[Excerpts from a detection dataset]
— begin —
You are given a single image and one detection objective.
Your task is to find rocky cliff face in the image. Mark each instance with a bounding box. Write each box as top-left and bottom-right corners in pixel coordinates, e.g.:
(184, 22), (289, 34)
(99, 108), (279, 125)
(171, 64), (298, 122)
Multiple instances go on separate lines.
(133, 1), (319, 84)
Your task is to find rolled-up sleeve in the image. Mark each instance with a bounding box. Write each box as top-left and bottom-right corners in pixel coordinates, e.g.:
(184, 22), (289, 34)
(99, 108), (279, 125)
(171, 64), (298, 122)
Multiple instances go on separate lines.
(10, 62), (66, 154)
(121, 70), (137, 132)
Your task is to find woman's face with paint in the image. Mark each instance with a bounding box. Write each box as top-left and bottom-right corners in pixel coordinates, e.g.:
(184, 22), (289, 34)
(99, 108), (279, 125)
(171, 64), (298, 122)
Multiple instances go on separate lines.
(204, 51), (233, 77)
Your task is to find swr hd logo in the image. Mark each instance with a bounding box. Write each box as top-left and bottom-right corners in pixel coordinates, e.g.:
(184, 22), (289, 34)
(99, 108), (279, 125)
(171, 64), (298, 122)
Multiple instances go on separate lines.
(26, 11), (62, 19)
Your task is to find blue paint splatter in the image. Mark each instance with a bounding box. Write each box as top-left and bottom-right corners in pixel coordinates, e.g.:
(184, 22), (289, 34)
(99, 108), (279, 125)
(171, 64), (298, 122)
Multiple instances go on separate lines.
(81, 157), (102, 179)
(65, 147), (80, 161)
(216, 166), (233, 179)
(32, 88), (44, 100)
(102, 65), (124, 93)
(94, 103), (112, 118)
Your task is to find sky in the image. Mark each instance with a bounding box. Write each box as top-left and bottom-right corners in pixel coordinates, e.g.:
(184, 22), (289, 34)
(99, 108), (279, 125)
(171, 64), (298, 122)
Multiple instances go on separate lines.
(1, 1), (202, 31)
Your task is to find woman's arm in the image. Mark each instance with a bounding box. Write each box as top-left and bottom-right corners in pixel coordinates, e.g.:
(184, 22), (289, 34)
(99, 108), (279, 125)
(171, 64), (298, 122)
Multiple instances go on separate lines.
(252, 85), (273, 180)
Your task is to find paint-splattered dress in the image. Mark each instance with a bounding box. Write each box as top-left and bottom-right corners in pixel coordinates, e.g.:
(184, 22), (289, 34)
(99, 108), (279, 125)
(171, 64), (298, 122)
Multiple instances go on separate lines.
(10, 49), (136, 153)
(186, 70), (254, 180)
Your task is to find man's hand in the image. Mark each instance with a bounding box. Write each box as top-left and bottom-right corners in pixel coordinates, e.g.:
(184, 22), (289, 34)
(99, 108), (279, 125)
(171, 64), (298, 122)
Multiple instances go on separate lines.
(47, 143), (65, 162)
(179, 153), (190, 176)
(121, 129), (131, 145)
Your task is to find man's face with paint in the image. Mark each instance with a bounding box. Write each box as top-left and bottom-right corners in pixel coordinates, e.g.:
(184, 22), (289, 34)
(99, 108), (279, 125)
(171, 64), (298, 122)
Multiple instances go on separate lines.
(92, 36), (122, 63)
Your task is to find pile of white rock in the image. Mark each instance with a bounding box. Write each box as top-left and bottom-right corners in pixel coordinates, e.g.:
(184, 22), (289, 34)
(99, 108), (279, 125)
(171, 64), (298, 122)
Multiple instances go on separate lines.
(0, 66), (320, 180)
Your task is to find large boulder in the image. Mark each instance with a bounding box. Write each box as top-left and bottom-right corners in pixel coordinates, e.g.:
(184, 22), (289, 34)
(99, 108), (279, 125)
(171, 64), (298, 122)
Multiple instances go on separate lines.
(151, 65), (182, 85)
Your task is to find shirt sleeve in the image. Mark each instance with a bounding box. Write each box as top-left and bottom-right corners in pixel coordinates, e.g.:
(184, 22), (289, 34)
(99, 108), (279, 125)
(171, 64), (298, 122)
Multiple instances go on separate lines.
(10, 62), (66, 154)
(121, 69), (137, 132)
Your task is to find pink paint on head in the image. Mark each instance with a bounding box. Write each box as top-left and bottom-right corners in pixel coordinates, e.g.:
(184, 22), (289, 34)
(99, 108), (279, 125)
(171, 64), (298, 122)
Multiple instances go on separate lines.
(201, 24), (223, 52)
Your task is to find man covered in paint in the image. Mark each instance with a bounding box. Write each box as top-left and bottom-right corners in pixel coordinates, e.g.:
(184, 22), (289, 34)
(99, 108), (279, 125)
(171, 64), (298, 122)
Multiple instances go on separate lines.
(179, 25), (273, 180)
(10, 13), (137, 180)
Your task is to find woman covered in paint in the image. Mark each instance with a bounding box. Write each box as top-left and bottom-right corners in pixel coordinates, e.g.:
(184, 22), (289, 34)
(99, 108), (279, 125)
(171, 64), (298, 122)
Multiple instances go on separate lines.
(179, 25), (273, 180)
— end —
AIM OF THE EXERCISE:
Copy the records from the line containing "Your task is to find pile" through the line containing "(151, 65), (182, 85)", including both lines, with the requests unchanged. In the answers, multiply each bounding-box coordinate by 2.45 and round to the nearest whole number, with halves rounded up; leave the sample coordinates in the requests unaltered.

RIGHT ANSWER:
Your task is to find pile of white rock in the image. Mark each instance with a bounding box. Write each box as top-left and bottom-right corners in pixel coordinates, e.g.:
(184, 22), (289, 34)
(99, 108), (279, 125)
(171, 64), (298, 122)
Multiple instances go on separate lines.
(0, 162), (784, 441)
Your task is to find large boulder in the image. Mark each instance with a bounding box. Write each box as top-left and bottom-right corners in pixel coordinates, e.g.:
(184, 22), (289, 34)
(99, 108), (279, 125)
(171, 64), (298, 122)
Multiple instances go on separate lines.
(370, 159), (446, 208)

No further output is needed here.